* Instructions to follow: Count the lines below that contain the word "patterned" and give only the number.

(Stored data entries)
#####
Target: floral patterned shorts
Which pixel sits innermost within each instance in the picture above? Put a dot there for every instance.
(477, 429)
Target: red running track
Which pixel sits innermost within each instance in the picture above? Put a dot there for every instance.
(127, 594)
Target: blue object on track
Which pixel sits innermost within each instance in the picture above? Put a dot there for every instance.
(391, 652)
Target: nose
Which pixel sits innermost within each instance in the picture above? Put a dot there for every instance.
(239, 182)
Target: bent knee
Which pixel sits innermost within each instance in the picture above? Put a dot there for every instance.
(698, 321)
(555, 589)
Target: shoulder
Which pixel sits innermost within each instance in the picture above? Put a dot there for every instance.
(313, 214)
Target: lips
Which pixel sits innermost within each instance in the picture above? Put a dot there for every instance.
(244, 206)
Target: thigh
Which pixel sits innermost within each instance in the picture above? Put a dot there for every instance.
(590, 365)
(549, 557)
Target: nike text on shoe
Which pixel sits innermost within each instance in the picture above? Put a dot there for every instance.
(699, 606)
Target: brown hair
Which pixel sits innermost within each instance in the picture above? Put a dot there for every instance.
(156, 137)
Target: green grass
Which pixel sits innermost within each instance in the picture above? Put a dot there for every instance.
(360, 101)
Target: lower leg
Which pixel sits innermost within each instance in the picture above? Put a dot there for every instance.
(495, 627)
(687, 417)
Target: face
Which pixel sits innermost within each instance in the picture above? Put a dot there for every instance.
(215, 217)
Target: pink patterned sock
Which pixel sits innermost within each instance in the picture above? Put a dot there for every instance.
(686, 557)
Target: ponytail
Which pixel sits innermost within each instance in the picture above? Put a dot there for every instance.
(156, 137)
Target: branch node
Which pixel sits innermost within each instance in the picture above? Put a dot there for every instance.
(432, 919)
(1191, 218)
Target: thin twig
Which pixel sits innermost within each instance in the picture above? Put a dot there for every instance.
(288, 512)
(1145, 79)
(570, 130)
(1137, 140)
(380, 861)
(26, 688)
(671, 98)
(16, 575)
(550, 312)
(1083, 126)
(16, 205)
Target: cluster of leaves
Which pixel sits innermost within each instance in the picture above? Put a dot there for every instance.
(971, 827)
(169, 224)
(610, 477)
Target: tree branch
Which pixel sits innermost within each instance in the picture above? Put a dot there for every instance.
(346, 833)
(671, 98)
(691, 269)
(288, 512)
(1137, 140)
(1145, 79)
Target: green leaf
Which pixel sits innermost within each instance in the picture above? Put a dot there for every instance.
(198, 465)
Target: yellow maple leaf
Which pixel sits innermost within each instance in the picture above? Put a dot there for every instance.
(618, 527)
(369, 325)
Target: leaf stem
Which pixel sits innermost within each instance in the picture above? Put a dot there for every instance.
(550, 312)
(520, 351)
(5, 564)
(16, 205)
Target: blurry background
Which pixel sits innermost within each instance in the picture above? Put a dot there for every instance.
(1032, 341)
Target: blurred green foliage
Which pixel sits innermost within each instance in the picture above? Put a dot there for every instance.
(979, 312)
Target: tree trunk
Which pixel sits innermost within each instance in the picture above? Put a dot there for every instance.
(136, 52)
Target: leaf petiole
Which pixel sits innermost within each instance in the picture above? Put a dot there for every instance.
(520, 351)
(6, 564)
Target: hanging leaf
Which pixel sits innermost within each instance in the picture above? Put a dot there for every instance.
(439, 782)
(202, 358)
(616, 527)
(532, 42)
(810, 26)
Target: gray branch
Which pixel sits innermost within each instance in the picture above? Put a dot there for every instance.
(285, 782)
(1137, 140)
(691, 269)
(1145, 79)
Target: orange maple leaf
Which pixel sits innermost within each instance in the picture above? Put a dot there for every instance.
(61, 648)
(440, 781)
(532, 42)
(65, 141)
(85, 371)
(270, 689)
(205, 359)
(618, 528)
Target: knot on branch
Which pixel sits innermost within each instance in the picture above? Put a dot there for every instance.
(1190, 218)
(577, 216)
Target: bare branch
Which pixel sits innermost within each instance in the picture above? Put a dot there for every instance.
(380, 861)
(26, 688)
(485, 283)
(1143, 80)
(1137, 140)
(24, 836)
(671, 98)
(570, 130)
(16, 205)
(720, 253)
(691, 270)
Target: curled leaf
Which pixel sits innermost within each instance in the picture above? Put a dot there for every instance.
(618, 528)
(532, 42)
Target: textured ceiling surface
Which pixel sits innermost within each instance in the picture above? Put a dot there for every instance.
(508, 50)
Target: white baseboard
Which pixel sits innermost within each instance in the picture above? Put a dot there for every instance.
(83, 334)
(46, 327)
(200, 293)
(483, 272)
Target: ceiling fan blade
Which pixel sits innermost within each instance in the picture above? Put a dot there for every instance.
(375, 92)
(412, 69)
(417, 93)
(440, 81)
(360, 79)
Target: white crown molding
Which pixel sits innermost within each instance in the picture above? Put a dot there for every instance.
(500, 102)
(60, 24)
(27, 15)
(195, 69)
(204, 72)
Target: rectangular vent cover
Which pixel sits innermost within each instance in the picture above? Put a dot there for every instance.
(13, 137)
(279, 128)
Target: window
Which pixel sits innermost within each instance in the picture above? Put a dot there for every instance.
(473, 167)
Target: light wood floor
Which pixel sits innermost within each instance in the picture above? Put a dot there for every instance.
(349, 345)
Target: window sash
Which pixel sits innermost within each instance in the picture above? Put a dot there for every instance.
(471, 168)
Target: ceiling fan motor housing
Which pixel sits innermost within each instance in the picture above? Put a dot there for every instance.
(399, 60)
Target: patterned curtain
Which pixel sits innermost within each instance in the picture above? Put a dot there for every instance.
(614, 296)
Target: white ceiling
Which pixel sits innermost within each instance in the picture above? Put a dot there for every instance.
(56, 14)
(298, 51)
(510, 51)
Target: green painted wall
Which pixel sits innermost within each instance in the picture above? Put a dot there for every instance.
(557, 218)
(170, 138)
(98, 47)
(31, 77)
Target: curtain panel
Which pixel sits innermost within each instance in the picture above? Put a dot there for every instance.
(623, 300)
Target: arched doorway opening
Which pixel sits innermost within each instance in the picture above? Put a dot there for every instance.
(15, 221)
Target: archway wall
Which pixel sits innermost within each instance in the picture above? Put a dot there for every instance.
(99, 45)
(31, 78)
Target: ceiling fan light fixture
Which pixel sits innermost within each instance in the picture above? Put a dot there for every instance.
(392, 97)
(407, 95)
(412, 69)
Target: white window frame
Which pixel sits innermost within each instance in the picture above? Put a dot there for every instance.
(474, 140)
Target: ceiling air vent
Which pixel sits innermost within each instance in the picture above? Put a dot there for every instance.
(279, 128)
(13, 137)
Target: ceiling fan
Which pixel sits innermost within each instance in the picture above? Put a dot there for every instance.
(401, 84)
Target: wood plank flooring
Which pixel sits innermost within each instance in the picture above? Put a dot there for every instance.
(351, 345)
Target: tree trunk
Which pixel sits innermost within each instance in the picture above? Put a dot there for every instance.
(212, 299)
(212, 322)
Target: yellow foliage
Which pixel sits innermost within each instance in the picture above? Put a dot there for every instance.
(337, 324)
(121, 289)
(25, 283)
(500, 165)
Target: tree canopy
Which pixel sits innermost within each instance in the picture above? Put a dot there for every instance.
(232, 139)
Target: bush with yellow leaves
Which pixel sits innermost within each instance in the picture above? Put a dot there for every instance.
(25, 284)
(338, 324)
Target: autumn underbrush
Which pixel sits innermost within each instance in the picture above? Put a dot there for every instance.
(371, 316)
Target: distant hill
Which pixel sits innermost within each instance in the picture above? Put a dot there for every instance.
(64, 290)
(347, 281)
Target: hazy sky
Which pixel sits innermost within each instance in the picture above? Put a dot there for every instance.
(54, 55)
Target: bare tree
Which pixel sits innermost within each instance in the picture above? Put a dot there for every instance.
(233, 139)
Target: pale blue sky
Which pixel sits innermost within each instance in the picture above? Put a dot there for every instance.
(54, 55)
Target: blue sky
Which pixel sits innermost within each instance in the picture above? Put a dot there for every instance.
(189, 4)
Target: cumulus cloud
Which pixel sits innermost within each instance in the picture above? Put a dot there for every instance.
#####
* Result of this task: 3